● WHAT IS NEEDED:
Answer these questions using the article on distracted-driving guidelines for automakers.
1. On what date were the proposed guidelines announced?
2. Which division of the DOT wrote the guidelines?
3. According to Bureau of Labor Statistics data, how many workers died in 2010 from crashes in work zones?

● GIVEN TEXT:
######
DOT proposes guidelines for automakers to curb driving distraction
On Thursday, February 16, 2012, U.S. Department of Transportation (DOT) Secretary Ray LaHood announced the first-ever federally proposed guidelines to urge car makers to design vehicles with the risk of distraction from electronic devices in mind. The move could prevent the installation of "excessively distracting devices" and enhance safety for drivers, pedestrians, and roadway workers.
The new guidelines would be voluntary, and would apply to communications, entertainment, information gathering, and navigation devices that are not required to safely operate a vehicle.
Written by the National Highway Traffic Safety Administration (NHTSA) division of the DOT, the guidelines would create specific recommended criteria for electronic devices that are installed in vehicles and require drivers to visually or manually operate them.
"Distracted driving is a dangerous and deadly habit on America’s roadways – that’s why I’ve made it a priority to encourage people to stay focused behind the wheel," said Secretary LaHood. "These guidelines are a major step forward in identifying real solutions to tackle the issue of distracted driving for drivers of all ages."
After performing extensive studies, NSHTA says it considers some tasks performed by drivers to be unsafe and should be locked out when the car is in motion. The list of "per se" lockouts includes displaying photographic moving visual images that are not related to driving, automatically scrolling text, manually entering information, and reading more than 30 characters of visually presented text.
The guidance was proposed to keep roadways safe for all, including highway workers. According to the Centers for Disease Control and Prevention (CDC), drivers encounter many distractions while in highway work zones, such as signs, barrels, and abrupt lane changes. Data from the Bureau of Labor Statistics (BLS) shows that crashes in work zones led to the death of 103 workers in 2010. Highway workers can reduce the risk of injury or death by wearing appropriate safety equipment, such as high-visibility safety vests.
######
● RECORD EXTRACTS:
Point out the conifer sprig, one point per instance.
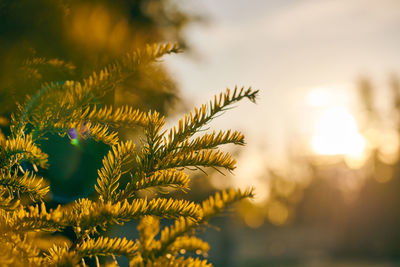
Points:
(108, 182)
(197, 119)
(104, 246)
(161, 161)
(27, 184)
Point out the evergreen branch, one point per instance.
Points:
(8, 203)
(217, 203)
(125, 116)
(35, 188)
(211, 140)
(19, 148)
(205, 158)
(115, 73)
(23, 249)
(110, 173)
(101, 133)
(189, 243)
(148, 228)
(62, 256)
(35, 219)
(210, 207)
(104, 246)
(178, 262)
(193, 122)
(171, 178)
(88, 215)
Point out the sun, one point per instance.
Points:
(336, 133)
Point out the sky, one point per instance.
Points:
(288, 50)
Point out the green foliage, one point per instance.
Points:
(160, 161)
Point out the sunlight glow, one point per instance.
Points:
(318, 98)
(336, 133)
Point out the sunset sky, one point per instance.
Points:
(292, 51)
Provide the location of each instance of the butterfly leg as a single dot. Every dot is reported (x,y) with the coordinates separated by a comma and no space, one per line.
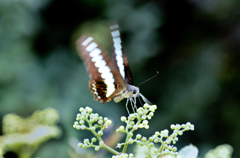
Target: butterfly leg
(145,99)
(126,106)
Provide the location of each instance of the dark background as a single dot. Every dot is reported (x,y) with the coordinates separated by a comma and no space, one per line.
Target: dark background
(194,44)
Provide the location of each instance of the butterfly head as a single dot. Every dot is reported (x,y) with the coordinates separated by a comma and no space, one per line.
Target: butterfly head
(132,91)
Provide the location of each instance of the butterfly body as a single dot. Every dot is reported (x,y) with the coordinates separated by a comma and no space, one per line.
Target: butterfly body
(109,78)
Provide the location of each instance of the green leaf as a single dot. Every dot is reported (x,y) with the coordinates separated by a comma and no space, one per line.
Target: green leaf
(189,151)
(221,151)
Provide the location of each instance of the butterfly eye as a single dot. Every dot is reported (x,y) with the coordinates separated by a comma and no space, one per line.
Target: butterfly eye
(134,91)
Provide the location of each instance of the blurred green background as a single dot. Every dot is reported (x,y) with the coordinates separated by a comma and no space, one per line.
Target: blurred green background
(194,44)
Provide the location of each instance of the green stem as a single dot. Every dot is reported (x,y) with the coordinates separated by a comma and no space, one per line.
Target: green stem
(104,145)
(110,149)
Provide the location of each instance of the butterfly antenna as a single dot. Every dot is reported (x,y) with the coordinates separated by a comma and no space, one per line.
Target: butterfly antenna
(148,79)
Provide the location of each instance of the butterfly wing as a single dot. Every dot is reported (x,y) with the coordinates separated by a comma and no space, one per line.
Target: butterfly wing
(106,81)
(119,57)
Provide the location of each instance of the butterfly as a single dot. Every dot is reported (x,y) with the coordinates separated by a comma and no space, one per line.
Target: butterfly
(109,78)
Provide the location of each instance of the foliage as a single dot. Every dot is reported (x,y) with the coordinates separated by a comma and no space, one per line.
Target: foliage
(86,120)
(23,136)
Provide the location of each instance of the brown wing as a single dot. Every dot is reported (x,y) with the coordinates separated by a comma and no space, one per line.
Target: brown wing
(119,57)
(106,81)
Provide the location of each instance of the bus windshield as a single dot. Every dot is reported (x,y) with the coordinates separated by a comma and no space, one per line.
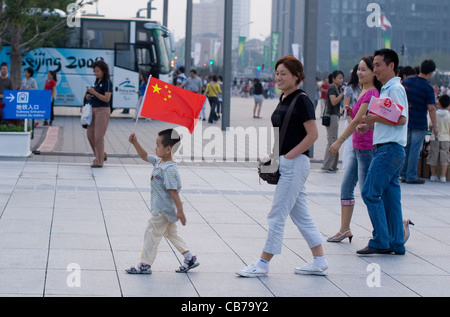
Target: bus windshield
(165,48)
(137,46)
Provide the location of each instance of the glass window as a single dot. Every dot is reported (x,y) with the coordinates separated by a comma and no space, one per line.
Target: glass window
(164,51)
(104,34)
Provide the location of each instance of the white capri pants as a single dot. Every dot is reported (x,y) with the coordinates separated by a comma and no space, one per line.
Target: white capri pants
(290,199)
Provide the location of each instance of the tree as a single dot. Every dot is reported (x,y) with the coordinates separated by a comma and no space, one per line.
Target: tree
(26,24)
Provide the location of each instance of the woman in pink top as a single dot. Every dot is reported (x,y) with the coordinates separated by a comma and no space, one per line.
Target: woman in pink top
(361,156)
(50,84)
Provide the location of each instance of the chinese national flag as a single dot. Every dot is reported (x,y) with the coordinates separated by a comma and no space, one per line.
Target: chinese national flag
(171,104)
######
● ANSWER BOX:
1. Thursday, February 16, 2012.
2. The National Highway Traffic Safety Administration (NHTSA).
3. 103.